Rewrite every entry below, replacing "photo" with "image" and leaving everything else unchanged. Leave the pictures out of your answer.
>> begin
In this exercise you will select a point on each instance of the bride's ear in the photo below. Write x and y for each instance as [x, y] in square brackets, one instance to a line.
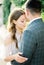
[14, 21]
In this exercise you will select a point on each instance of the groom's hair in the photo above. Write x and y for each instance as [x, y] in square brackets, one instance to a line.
[34, 6]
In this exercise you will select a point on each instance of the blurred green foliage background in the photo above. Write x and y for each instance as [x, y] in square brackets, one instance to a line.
[19, 3]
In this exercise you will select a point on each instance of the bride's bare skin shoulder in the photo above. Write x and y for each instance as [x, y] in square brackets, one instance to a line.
[8, 39]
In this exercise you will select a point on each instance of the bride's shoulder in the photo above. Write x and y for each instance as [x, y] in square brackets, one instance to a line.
[8, 39]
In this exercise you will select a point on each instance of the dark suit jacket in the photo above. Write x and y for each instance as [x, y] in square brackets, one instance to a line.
[33, 44]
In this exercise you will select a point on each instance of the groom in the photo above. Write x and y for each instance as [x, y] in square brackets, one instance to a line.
[33, 37]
>> end
Solved exercise -
In this exercise you will select a point on each instance of the bride's ear in the image below. Write x and y for each instance as [x, y] in square brackets, one instance to a line.
[14, 21]
In this exercise you will select a point on each instance of the groom's hair in the image above. Write x and y for each instance as [x, y] in square brackets, one instance to a line.
[34, 6]
In this exercise you will select a point on each instance of the blurred green foliage background in the image above. Write x and y for each instance as [x, y] in square brackets, one instance to a line.
[19, 3]
In this exercise you will select a point on each instance of the bride's bare skin shoulder in the image above. Write x and y for each instance as [x, y] in square brackets, one instance to a line.
[8, 39]
In this exercise you will select a point on each instance of the bride's shoulder in the image above. Write x and y for each instance as [x, y] in square brackets, one instance to a line.
[8, 39]
In this exercise you will select a point on each instance of the dark suit jacket in the image above. Write x and y for each instance as [x, y] in square brackets, one instance to a line.
[33, 44]
In this exercise you will select a point on each instance of the groom in the image above. Write x and y for each instance as [x, y] in square brackets, one instance to a line.
[33, 37]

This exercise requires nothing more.